[Natural-language object grounding data]
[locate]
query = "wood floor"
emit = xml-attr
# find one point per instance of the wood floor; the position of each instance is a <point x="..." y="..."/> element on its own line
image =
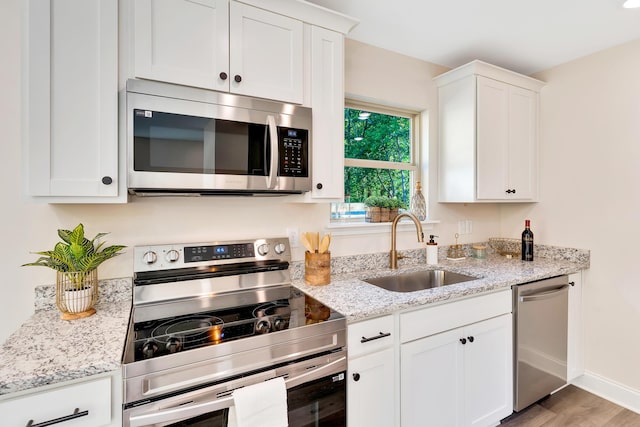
<point x="573" y="406"/>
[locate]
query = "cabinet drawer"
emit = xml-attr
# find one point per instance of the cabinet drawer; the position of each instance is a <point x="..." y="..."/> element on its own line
<point x="370" y="335"/>
<point x="94" y="397"/>
<point x="432" y="320"/>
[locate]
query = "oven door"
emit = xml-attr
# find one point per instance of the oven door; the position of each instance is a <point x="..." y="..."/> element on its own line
<point x="316" y="396"/>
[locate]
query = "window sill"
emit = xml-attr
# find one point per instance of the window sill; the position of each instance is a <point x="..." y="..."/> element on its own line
<point x="356" y="228"/>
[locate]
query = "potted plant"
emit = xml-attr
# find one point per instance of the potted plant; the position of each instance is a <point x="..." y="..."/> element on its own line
<point x="75" y="260"/>
<point x="381" y="208"/>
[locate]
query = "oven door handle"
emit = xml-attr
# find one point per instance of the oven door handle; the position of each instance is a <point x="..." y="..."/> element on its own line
<point x="180" y="412"/>
<point x="314" y="373"/>
<point x="273" y="161"/>
<point x="183" y="412"/>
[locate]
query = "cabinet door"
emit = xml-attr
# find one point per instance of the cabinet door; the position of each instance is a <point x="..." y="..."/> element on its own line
<point x="266" y="57"/>
<point x="72" y="98"/>
<point x="506" y="141"/>
<point x="370" y="391"/>
<point x="91" y="400"/>
<point x="488" y="368"/>
<point x="327" y="101"/>
<point x="575" y="346"/>
<point x="522" y="143"/>
<point x="183" y="41"/>
<point x="432" y="381"/>
<point x="492" y="138"/>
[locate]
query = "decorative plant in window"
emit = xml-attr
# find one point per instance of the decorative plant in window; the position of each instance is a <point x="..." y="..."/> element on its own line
<point x="381" y="208"/>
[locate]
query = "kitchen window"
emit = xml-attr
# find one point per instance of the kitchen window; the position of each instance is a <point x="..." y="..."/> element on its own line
<point x="380" y="158"/>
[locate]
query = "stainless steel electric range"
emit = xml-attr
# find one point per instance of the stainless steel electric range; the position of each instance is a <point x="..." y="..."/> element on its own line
<point x="209" y="318"/>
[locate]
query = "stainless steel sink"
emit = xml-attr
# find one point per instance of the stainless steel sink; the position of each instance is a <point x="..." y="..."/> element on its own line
<point x="419" y="280"/>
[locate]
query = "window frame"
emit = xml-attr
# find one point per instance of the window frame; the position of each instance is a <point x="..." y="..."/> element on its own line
<point x="414" y="166"/>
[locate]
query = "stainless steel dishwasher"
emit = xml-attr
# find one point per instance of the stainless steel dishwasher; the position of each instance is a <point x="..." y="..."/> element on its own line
<point x="540" y="339"/>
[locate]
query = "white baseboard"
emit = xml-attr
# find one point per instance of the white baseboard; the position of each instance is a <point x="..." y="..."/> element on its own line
<point x="610" y="390"/>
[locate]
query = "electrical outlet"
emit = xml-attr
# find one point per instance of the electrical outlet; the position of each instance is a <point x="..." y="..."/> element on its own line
<point x="465" y="227"/>
<point x="294" y="237"/>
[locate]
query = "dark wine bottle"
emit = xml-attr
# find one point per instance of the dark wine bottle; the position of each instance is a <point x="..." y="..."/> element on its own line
<point x="527" y="242"/>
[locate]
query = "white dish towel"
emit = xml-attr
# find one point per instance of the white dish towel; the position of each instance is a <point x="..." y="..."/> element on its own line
<point x="260" y="405"/>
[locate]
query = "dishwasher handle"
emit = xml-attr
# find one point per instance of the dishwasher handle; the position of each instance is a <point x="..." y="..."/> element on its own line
<point x="543" y="295"/>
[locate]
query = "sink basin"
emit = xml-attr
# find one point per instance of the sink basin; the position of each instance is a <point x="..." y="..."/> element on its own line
<point x="419" y="280"/>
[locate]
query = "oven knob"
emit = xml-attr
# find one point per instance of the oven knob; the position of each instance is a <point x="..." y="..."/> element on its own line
<point x="173" y="345"/>
<point x="149" y="349"/>
<point x="172" y="255"/>
<point x="149" y="257"/>
<point x="279" y="324"/>
<point x="280" y="248"/>
<point x="262" y="327"/>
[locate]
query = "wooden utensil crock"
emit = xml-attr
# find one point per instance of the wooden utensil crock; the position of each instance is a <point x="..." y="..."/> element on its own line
<point x="317" y="268"/>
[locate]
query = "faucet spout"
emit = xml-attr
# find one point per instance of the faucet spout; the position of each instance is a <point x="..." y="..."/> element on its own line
<point x="393" y="255"/>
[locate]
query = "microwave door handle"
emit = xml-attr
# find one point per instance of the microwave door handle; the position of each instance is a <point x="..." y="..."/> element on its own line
<point x="273" y="170"/>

** Exercise directions **
What is needed is an exact printout of all the entries, without the pictures.

** Response to the task **
[locate]
query = "wood floor"
emit = xml-attr
# find one point per instance of the wood floor; the position of each instance is a <point x="..." y="..."/> element on its own line
image =
<point x="573" y="406"/>
[locate]
query = "cabinet drawer"
emit = xml-attr
# find one point per instance of the cabinet drawer; the position of each instance is a <point x="..." y="..."/> element on its own line
<point x="370" y="335"/>
<point x="94" y="397"/>
<point x="432" y="320"/>
[locate]
query = "oven door"
emit = xml-attr
# find one point per instance of the oven door; the position of each instance is a <point x="..." y="..."/> element on its own line
<point x="316" y="396"/>
[locate]
query = "window sill"
emit = xml-attr
# find one point per instance of the window sill; the position of each instance is a <point x="..." y="..."/> element on its own line
<point x="356" y="228"/>
[locate]
query = "potted plant"
emit = xml-attr
# find one point per instance of the potted plant; the position of each instance is a <point x="..." y="..."/> element on its own line
<point x="75" y="260"/>
<point x="381" y="208"/>
[locate]
query = "oven door handle"
emit = xml-attr
# find one point per instance of the oven door handle; the position of each instance is a <point x="..." y="..."/> element on its own line
<point x="180" y="412"/>
<point x="314" y="373"/>
<point x="273" y="161"/>
<point x="183" y="412"/>
[locate]
query = "cabinet door"
emit = xml-attr
# find one point per instance of the cabinet door; the position of each instance is a <point x="..." y="..."/> element on its own line
<point x="266" y="57"/>
<point x="72" y="98"/>
<point x="506" y="141"/>
<point x="370" y="391"/>
<point x="91" y="400"/>
<point x="488" y="368"/>
<point x="327" y="101"/>
<point x="575" y="346"/>
<point x="522" y="143"/>
<point x="183" y="41"/>
<point x="432" y="381"/>
<point x="492" y="138"/>
[locate]
query = "decorative plant in window"
emit = xml-attr
# find one point per instance of the decorative plant in window; the position of each instance is a <point x="..." y="..."/> element on its own line
<point x="381" y="208"/>
[locate]
query = "kitchen window"
emit = xml-attr
# find one point per instance of the kitchen window; the position of each instance is a <point x="..." y="..."/> element on its own line
<point x="380" y="158"/>
[locate]
query = "stainless steel electric range"
emit = xml-attr
# find one point per instance of the stainless steel electric range; the position of each instance is a <point x="..." y="..."/> element on its own line
<point x="209" y="318"/>
[locate]
query = "stainless steel sink"
emit = xml-attr
# find one point per instance of the stainless steel sink; the position of each instance is a <point x="..." y="..."/> element on its own line
<point x="419" y="280"/>
[locate]
query = "window frame"
emit = xml-attr
# find one point per instance of the window frame; the position of each instance is a <point x="..." y="..."/> element on its own line
<point x="414" y="166"/>
[locate]
query = "stainless steel dishwasher"
emit = xml-attr
# find one point per instance of the stainless steel dishwasher; the position of each instance is a <point x="..." y="..."/> element on its own line
<point x="540" y="339"/>
[locate]
query = "white baseboard"
emit = xml-attr
# find one point per instance of the white baseboard; the position of each instance is a <point x="..." y="..."/> element on its own line
<point x="610" y="390"/>
[locate]
query = "electrical outlet"
emit = xml-attr
# find one point per instance of the electrical outlet; the position of each instance is a <point x="..." y="..."/> element on its own line
<point x="465" y="227"/>
<point x="294" y="237"/>
[locate]
query = "dark wine bottle"
emit = xml-attr
# find one point per instance of the dark wine bottle; the position of each instance is a <point x="..." y="..."/> element on its own line
<point x="527" y="242"/>
[locate]
query = "white dish towel"
emit = xml-attr
# find one point per instance of the white dish towel; the position of each instance is a <point x="..." y="..."/> element on its own line
<point x="260" y="405"/>
[locate]
query = "dishwasher handle"
emit = xml-attr
# find one point per instance of the dishwasher handle; the position of each instance is a <point x="..." y="..."/> element on its own line
<point x="543" y="295"/>
[locate]
query = "sink basin"
emit = xml-attr
# find one point per instance of the sink basin; the position of each instance is a <point x="..." y="..."/> element on its own line
<point x="419" y="280"/>
[locate]
query = "oven knob"
emit = xml-attr
# find one point per instance of the oven knob; the position of each instance is a <point x="..." y="..."/> element on its own line
<point x="173" y="345"/>
<point x="149" y="349"/>
<point x="172" y="255"/>
<point x="149" y="257"/>
<point x="279" y="324"/>
<point x="280" y="248"/>
<point x="262" y="327"/>
[locate]
query = "wooden utensil crock"
emit = xml-attr
# find one point per instance of the wooden utensil crock; the position of each instance is a <point x="..." y="..."/> element on its own line
<point x="317" y="268"/>
[locate]
query = "faucet spout"
emit = xml-attr
# find one point per instance of the faucet spout; the position of each instance is a <point x="..." y="..."/> element on its own line
<point x="393" y="255"/>
[locate]
query = "microwave door handle"
emit = xml-attr
# find one point per instance of the microwave door handle; the position of each instance is a <point x="..." y="..."/> element on its own line
<point x="273" y="170"/>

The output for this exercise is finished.